Point placement records:
+++++

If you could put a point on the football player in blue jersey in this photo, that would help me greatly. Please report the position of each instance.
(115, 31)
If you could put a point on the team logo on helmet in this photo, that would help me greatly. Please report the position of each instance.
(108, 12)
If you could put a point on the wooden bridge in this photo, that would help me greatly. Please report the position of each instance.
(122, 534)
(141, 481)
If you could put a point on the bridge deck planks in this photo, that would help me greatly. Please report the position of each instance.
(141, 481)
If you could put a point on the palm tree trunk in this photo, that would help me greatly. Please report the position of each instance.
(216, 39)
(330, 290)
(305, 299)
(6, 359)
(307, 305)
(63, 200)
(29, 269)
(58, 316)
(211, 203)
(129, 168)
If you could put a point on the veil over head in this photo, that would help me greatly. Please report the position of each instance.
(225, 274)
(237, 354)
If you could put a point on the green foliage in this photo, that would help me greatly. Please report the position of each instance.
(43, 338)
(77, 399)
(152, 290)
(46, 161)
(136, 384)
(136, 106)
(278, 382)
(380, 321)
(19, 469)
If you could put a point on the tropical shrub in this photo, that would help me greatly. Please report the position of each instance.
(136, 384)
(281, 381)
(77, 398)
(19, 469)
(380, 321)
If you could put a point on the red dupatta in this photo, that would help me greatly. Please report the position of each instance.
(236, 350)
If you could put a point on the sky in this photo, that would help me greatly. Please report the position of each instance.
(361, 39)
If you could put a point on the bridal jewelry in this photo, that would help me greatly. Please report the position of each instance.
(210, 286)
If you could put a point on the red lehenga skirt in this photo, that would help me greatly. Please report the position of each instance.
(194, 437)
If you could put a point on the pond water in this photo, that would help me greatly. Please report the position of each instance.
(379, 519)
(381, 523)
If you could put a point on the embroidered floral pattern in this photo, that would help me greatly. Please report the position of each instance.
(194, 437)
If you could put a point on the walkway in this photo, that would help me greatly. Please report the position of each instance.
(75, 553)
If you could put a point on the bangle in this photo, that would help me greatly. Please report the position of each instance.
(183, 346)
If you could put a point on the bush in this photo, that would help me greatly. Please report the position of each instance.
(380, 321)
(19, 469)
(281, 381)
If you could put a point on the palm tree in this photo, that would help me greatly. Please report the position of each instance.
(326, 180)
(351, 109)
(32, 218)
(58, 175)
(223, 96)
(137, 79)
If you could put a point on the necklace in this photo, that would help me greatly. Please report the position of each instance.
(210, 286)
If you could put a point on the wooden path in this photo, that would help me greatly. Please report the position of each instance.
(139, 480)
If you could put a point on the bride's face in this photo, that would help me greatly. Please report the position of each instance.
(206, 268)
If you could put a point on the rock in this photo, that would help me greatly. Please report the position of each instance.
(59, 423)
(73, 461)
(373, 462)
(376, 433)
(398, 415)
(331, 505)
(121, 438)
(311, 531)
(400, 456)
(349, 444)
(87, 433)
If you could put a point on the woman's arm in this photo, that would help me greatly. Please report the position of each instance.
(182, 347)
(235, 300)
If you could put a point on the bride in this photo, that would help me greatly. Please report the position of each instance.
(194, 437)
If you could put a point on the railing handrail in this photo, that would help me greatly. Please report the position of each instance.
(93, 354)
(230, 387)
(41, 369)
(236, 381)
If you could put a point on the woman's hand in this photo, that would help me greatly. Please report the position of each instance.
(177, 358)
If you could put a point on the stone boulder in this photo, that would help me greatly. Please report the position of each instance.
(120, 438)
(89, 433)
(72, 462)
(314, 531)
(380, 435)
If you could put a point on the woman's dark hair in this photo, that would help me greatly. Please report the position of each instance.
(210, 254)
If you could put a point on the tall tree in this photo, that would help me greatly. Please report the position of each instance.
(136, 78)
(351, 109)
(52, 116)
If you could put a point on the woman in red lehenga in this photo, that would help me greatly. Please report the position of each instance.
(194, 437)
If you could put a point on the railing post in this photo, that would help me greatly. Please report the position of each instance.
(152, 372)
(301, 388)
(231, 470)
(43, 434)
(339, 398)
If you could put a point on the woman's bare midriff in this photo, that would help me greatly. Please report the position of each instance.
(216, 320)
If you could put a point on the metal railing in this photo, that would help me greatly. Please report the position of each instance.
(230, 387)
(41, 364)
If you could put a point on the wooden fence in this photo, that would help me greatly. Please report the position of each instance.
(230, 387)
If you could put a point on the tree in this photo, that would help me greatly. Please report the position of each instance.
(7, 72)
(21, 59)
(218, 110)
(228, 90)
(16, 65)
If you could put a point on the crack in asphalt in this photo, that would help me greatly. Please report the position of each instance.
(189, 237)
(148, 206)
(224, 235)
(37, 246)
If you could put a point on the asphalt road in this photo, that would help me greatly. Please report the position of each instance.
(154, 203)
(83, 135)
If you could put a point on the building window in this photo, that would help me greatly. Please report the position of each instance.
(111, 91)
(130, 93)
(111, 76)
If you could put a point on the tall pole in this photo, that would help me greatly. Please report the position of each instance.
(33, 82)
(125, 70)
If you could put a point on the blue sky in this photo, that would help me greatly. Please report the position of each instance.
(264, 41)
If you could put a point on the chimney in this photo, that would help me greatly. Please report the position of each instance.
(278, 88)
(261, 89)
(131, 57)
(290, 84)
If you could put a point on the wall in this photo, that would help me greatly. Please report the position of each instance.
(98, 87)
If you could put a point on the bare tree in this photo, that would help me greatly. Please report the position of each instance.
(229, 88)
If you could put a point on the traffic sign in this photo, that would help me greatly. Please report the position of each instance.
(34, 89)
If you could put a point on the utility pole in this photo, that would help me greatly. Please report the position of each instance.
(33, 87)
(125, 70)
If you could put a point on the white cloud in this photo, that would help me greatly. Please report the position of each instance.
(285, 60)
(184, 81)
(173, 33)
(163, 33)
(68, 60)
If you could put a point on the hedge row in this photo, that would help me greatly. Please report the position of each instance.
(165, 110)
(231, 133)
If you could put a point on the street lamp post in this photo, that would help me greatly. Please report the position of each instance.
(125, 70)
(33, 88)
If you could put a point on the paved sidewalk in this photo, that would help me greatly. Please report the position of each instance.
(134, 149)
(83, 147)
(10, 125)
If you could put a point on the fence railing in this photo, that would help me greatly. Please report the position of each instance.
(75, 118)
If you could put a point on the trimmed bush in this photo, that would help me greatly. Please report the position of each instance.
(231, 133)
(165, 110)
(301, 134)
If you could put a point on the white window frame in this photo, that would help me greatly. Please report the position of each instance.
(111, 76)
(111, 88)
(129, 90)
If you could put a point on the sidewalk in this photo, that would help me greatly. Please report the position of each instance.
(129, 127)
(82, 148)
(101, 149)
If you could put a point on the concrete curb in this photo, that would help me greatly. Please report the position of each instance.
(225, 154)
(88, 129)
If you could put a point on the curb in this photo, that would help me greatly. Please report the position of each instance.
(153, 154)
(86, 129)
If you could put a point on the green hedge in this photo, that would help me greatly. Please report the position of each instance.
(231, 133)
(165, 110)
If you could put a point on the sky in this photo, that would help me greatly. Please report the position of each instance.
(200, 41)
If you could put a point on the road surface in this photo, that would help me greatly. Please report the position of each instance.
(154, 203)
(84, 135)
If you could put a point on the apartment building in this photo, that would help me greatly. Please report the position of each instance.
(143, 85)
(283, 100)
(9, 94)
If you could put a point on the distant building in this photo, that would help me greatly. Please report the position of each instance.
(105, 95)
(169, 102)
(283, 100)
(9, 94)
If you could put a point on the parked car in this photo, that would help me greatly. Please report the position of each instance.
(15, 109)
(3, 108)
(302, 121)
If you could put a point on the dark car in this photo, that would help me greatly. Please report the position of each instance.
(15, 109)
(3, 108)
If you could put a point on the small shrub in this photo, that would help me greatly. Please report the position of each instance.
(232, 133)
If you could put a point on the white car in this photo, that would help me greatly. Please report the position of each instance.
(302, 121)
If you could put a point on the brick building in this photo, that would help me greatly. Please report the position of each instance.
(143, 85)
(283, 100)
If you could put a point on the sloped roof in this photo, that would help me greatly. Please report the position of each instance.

+++++

What is expected: Would you quote, exactly and only, the lines from the one containing "If you could put a point on the green hedge" to the end of the entries?

Solution for this task:
If you could put a point on the green hedge in this photo, that would help me greatly. Please report the position of each instance.
(231, 133)
(165, 110)
If you could put a point on the sky in this photo, that would help me greatly. Please report the position of each instance.
(200, 41)
If you could put a point on the road surface in this photo, that would help me greatly. Please report the position of each instance.
(154, 203)
(84, 135)
If you could put a point on the apartment building in this photo, that would help me greatly. Please report the position of each instance.
(143, 85)
(283, 100)
(9, 94)
If you could put a point on the distant building in this photo, that would help me greatly. Please report the position of each instance.
(105, 95)
(169, 102)
(283, 100)
(9, 94)
If you could put a point on the parked car in this photo, that would help me greatly. Please report the position of each instance.
(15, 109)
(3, 108)
(302, 121)
If you could put a point on the dark car in this photo, that would help me greatly. Please report the position of each instance.
(15, 109)
(3, 108)
If you could put a point on the small shrub in this photo, that would help me greatly. Please report the position of each instance.
(232, 133)
If you could put a point on the white car in this photo, that would help me greatly. Please report the position of each instance.
(302, 121)
If you could put a point on the brick building in this photo, that would help me greatly. Please report the position of each instance.
(143, 85)
(283, 100)
If you could put a point on the sloped roof in this photo, that would help me greatly. Please report the position of each instance.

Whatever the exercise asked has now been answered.